▶ _Your task_
Extract the passage on the rise of artificial intelligence and reproduce it in full, word for word.

▶ _Reading passage_
━━━━━━━━
Artificial intelligence was once the stuff of science fiction. The idea that you could build a brain was so preposterous that few people, especially in business, took it seriously. Scientists, like Isaac Asimov and Marvin Minsky, developed the groundwork for artificial intelligence decades ago, but their efforts proved fruitless - computers just weren’t powerful enough to carry out their computations.
Fast-forward to the early 2010s, and the situation changed dramatically. At the start of the present decade, top AI researchers, some in academia but many in business, began talking seriously about a digital technology called “machine learning.” The idea was that computers could learn to do things that weren’t directly programmed, but rather infer the right actions through trial and error. Based on the work of early pioneers, AI experts at Google and the Chinese search giant Baidu started experimenting with the algorithms that could sort through images and categorize them; something machines had traditionally been terrible at doing.
The new approach started to yield results nobody expected. Image recognition software could tell the difference between cats and dogs, and all of a sudden, computers could perceive in a way that was strikingly similar to humans.
━━━━━━━━
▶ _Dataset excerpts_
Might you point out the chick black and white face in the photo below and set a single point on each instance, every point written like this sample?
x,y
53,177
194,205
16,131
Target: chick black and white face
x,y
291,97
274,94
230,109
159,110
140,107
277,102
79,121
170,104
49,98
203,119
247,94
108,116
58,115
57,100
━━━━━━━━
▶ _Task result_
Artificial intelligence was once the stuff of science fiction. The idea that you could build a brain was so preposterous that few people, especially in business, took it seriously. Scientists, like Isaac Asimov and Marvin Minsky, developed the groundwork for artificial intelligence decades ago, but their efforts proved fruitless - computers just weren’t powerful enough to carry out their computations.
Fast-forward to the early 2010s, and the situation changed dramatically. At the start of the present decade, top AI researchers, some in academia but many in business, began talking seriously about a digital technology called “machine learning.” The idea was that computers could learn to do things that weren’t directly programmed, but rather infer the right actions through trial and error. Based on the work of early pioneers, AI experts at Google and the Chinese search giant Baidu started experimenting with the algorithms that could sort through images and categorize them; something machines had traditionally been terrible at doing.
The new approach started to yield results nobody expected. Image recognition software could tell the difference between cats and dogs, and all of a sudden, computers could perceive in a way that was strikingly similar to humans.